* [TASK DETAILS] Here are some records; return them all exactly.

::: ENTRIES SHOWN :::

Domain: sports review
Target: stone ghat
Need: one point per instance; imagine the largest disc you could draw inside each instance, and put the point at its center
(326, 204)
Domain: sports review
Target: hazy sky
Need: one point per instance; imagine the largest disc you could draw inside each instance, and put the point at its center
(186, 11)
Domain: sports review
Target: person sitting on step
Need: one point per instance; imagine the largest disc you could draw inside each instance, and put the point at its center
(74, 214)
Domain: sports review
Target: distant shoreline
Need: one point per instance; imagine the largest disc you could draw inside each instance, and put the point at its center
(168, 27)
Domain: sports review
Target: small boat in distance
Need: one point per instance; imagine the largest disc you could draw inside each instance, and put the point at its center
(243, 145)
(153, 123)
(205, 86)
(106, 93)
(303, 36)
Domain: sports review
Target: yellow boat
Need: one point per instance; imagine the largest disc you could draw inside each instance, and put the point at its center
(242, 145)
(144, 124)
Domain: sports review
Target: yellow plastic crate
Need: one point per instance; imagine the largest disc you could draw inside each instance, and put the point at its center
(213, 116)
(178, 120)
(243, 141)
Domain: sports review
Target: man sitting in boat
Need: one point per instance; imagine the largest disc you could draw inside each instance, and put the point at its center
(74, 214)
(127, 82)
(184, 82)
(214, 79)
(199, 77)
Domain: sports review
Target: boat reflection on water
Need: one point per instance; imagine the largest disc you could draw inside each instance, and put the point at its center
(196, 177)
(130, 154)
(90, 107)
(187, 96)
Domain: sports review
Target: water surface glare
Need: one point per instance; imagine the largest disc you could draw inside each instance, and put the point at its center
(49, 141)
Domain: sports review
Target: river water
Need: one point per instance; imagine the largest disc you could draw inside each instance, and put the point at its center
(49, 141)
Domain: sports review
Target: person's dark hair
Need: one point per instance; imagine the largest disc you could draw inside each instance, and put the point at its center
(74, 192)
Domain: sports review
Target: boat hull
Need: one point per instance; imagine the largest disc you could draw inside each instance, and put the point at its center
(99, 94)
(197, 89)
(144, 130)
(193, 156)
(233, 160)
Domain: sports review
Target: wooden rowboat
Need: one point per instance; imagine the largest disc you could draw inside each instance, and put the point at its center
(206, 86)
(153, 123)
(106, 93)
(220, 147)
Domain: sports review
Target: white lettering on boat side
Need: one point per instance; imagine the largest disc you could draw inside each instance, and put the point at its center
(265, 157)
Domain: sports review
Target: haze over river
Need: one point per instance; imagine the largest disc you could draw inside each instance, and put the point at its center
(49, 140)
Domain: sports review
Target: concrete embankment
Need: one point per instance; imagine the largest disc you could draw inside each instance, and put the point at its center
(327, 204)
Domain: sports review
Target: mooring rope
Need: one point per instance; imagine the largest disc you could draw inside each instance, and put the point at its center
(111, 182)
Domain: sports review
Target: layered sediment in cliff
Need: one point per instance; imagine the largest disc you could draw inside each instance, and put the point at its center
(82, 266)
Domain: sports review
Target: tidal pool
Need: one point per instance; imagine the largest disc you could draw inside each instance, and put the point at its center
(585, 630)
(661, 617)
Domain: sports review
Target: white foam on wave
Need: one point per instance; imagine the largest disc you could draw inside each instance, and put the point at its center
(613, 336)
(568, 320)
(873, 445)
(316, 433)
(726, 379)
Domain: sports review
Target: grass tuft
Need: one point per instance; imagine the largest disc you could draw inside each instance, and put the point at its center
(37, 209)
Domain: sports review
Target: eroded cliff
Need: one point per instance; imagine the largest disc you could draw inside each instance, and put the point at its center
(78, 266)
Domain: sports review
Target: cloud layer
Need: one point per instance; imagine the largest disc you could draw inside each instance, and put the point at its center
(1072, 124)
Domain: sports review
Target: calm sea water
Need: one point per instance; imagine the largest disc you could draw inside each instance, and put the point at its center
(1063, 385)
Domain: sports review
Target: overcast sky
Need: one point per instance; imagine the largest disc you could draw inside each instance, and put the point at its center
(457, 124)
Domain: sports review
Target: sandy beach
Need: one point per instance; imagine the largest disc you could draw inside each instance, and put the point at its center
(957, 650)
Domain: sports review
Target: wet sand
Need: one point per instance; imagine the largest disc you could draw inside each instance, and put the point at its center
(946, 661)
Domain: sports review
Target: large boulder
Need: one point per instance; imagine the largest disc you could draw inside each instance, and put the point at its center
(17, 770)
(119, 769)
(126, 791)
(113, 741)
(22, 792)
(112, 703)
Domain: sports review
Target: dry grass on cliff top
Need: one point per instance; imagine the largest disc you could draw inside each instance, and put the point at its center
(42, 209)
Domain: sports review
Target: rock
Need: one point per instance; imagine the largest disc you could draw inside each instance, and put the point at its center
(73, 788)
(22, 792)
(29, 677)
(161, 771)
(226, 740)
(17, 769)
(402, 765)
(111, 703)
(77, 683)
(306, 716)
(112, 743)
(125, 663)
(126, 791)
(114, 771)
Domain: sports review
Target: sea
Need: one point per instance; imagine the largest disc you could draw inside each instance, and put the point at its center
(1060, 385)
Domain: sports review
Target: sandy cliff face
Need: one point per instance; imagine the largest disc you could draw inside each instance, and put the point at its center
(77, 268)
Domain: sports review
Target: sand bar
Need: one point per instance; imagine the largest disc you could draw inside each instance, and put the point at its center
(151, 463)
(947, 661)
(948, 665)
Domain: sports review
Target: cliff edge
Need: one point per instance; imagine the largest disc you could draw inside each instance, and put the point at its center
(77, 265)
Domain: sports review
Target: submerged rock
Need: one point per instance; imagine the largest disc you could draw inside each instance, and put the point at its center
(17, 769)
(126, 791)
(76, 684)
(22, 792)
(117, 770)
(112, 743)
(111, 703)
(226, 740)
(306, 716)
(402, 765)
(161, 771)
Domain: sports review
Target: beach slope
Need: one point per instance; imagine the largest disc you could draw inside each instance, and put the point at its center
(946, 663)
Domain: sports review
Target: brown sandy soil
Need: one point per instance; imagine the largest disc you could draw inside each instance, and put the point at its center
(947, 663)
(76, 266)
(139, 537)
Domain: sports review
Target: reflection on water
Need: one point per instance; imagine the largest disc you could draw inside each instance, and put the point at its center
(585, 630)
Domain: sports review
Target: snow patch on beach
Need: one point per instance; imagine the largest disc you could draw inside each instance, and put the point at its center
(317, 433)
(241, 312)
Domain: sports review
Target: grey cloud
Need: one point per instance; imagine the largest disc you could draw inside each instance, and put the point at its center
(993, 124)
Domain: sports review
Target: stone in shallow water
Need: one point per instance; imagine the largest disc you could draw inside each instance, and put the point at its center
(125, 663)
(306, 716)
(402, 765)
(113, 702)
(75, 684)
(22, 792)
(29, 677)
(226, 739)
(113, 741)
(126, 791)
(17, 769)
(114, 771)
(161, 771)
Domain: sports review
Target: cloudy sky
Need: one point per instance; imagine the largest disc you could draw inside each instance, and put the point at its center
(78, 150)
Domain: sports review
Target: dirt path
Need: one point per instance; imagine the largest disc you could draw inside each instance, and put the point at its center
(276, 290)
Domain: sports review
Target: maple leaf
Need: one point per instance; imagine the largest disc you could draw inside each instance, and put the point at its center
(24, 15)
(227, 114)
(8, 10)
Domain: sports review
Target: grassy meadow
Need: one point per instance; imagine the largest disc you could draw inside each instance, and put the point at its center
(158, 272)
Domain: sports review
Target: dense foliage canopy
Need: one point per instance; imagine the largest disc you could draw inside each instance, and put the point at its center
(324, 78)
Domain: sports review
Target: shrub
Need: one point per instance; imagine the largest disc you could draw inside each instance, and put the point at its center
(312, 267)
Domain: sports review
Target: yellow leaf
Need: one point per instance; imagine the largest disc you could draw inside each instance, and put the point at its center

:::

* [SOLUTION BELOW]
Domain: sports review
Target: stone ghat
Need: one point per instance; imagine the largest disc you could draw inside each instance, and put the point at its center
(326, 204)
Domain: sports review
Target: hazy sky
Need: one point per instance; imagine the largest disc you could draw inside each instance, and put the point at its center
(186, 11)
Domain: sports review
Target: person sitting on step
Need: one point per instance; imagine the largest disc you could draw inside each instance, and put the point at its center
(74, 214)
Domain: sports review
Target: distant shoreline
Need: one point per instance; imagine the largest disc you could draw inside each instance, and put the point at its center
(168, 27)
Domain: sports review
Target: small boat in distance
Need: one point per instance; imagine the largest disc you could draw inside each instance, and put the point at its center
(243, 145)
(153, 123)
(205, 86)
(106, 93)
(303, 36)
Domain: sports review
Target: yellow boat
Need: one point per instance; imagine the largest disc you could draw inside each instance, and put the point at its center
(242, 145)
(144, 124)
Domain: sports review
Target: yellow plastic crate
Need: one point per instance; imagine the largest disc you could draw inside each instance, and put the point at its center
(213, 116)
(178, 120)
(243, 141)
Domain: sports review
Target: man sitting in boat
Need: one point per instance; imagine the largest disc you could draw inside each instance, and put the point at its center
(74, 214)
(127, 82)
(184, 82)
(214, 79)
(199, 77)
Domain: sports review
Target: boat reflection on water
Need: one point per instance; imagine the largest disc you could draw inside each instance, and put the point at its center
(196, 177)
(130, 154)
(90, 107)
(187, 96)
Domain: sports review
Target: water surface glare
Need: one point per instance; imagine the largest disc you could draw inside each instance, and put the point at its center
(49, 141)
Domain: sports review
Target: river water
Need: one point per instance; imagine the largest disc you could draw inside each instance, and put the point at its center
(49, 141)
Domain: sports review
Target: person's dark hair
Need: one point per instance; imagine the largest disc you could draw inside each instance, and put the point at its center
(74, 192)
Domain: sports review
Target: boat hull
Need: one point per instance; imagine the largest disc you could draw inside each instance, and put the point at its center
(99, 94)
(197, 89)
(144, 130)
(193, 156)
(233, 160)
Domain: sports review
Target: wooden rowboat
Need: one point per instance; imagine the largest disc you could draw inside each instance, and put the point at its center
(206, 86)
(153, 123)
(106, 93)
(220, 147)
Domain: sports review
Target: white lettering on boat side
Need: one point per instance; imagine the largest disc you could draw inside each instance, and put the point at its center
(265, 157)
Domain: sports review
Target: haze over river
Need: one point per instance; imagine the largest disc you could draw inside each instance, and put the point at its center
(49, 140)
Domain: sports review
Target: concrete embankment
Need: one point per instance; imagine the largest disc you could draw inside each instance, and put the point at its center
(327, 204)
Domain: sports review
Target: mooring rope
Need: one point per instance; imagine the largest disc you could draw inside each instance, and put the point at its center
(111, 182)
Domain: sports review
Target: layered sediment in cliff
Need: one point per instance; imagine the largest disc you could draw inside each instance, and put the point at its center
(82, 266)
Domain: sports review
Target: tidal pool
Need: one point per instance; imagine the largest disc you could draw inside each instance, and put the point at its center
(585, 630)
(661, 617)
Domain: sports review
Target: white foam on wave
Need: one point per instance; imagine the largest disc you could draw inside each instance, and put the point at its center
(613, 336)
(568, 320)
(873, 445)
(316, 433)
(726, 379)
Domain: sports review
Target: grass tuft
Need: one point per instance; imagine the largest disc you could draw inside each instance, and put the point at its center
(37, 209)
Domain: sports review
Target: eroded cliff
Need: one point per instance; imagine the largest disc you could draw inside each instance, and put the point at its center
(78, 266)
Domain: sports review
Target: cloud layer
Need: one point per instance; imagine the largest disc you could draw inside each instance, and put the point at its center
(1072, 124)
Domain: sports review
Target: calm sea water
Need: one point per instance; imagine the largest disc you could draw inside each instance, and put the point at its center
(1063, 385)
Domain: sports review
Target: overcast sky
Need: one point per instance; imagine the largest disc you could draw inside each instance, and put the point at its center
(457, 124)
Domain: sports review
Target: sandy beach
Need: one point per instance; imagine the largest disc you could draw inside each instance, and put the point at its center
(957, 650)
Domain: sports review
Target: wet sand
Need: one point per instance; imagine the largest disc you could draw inside each instance, and put the point at its center
(946, 661)
Domain: sports review
Target: large boulder
Need: one point per instance; imagine the largest disc you could draw inside each instance, and put the point at its center
(17, 770)
(119, 769)
(126, 791)
(113, 741)
(22, 792)
(112, 703)
Domain: sports review
Target: dry grass on cliff top
Need: one point per instance; imagine the largest disc you could draw inside each instance, and put the point at its center
(42, 209)
Domain: sports review
Target: rock
Need: one point per instance; imagine the largest disc you could draw inside each instance, and put the point at its center
(73, 788)
(22, 792)
(29, 677)
(161, 771)
(226, 740)
(17, 769)
(402, 765)
(111, 703)
(77, 683)
(306, 716)
(112, 743)
(125, 663)
(126, 791)
(114, 771)
Domain: sports review
Target: sea
Need: one point per instance; imagine the largest disc you could draw inside each instance, and put the point at its center
(1060, 385)
Domain: sports review
Target: sandy cliff face
Need: one point per instance; imagine the largest disc you could draw inside each instance, and put the point at its center
(77, 268)
Domain: sports review
Target: sand bar
Need: one point per instance; imagine the largest disc you could draw inside each instance, and put the point at its center
(151, 463)
(947, 661)
(948, 665)
Domain: sports review
Target: cliff edge
Need: one point per instance; imagine the largest disc you could draw inside each instance, and put the point at its center
(77, 265)
Domain: sports review
Target: submerged rock
Need: one point per instance; imagine the largest disc you could draw inside each instance, and put the point at its center
(17, 769)
(126, 791)
(76, 684)
(22, 792)
(117, 770)
(112, 743)
(111, 703)
(226, 740)
(306, 716)
(402, 765)
(161, 771)
Domain: sports review
Target: beach slope
Need: one point per instance; imagine the largest disc you could draw inside each instance, and put the point at its center
(946, 663)
Domain: sports review
Target: brown sandy soil
Need: one point per instance; imagine the largest disc you could draw inside each instance, and put the point at its center
(947, 663)
(76, 266)
(139, 537)
Domain: sports review
Target: reflection on water
Need: one point per instance; imagine the largest disc you could draw inside each instance, and put the point at its center
(585, 630)
Domain: sports review
Target: snow patch on beach
Need: one point per instance; imagine the largest disc you could draw inside each instance, and put the point at its center
(317, 433)
(241, 312)
Domain: sports review
Target: grey cloud
Need: one point per instance; imagine the largest disc you could draw inside each instance, and put the point at its center
(993, 124)
Domain: sports review
Target: stone in shallow water
Need: one point per instance; imagine the largest disc you could draw inside each instance, and put the point at its center
(125, 663)
(306, 716)
(402, 765)
(113, 702)
(75, 684)
(22, 792)
(29, 677)
(226, 739)
(113, 741)
(126, 791)
(17, 769)
(114, 771)
(161, 771)
Domain: sports review
Target: cloudy sky
Need: one point per instance; imagine the largest disc you could draw inside each instance, and put the point at its center
(78, 150)
Domain: sports review
Target: dirt path
Need: one point per instance; imagine the largest disc you could draw inside each instance, and put the point at its center
(276, 290)
Domain: sports review
Target: maple leaf
Need: one point per instance; imagine the largest disc you could draw inside each instance, and put the point at its center
(24, 15)
(227, 114)
(8, 10)
Domain: sports review
Target: grassy meadow
Need: one point per instance; imagine the largest disc you could draw inside each instance, and put the point at its center
(158, 272)
Domain: sports review
Target: dense foliage canopy
Need: one point per instance; imagine the largest disc you could draw inside each instance, and put the point at its center
(324, 78)
Domain: sports review
Target: shrub
Need: one point per instance; imagine the largest disc you could draw inside each instance, and put the point at its center
(312, 267)
Domain: sports review
Target: yellow leaf
Need: one point per instance; imagine the largest disc you could draw inside each instance, and put the point at its center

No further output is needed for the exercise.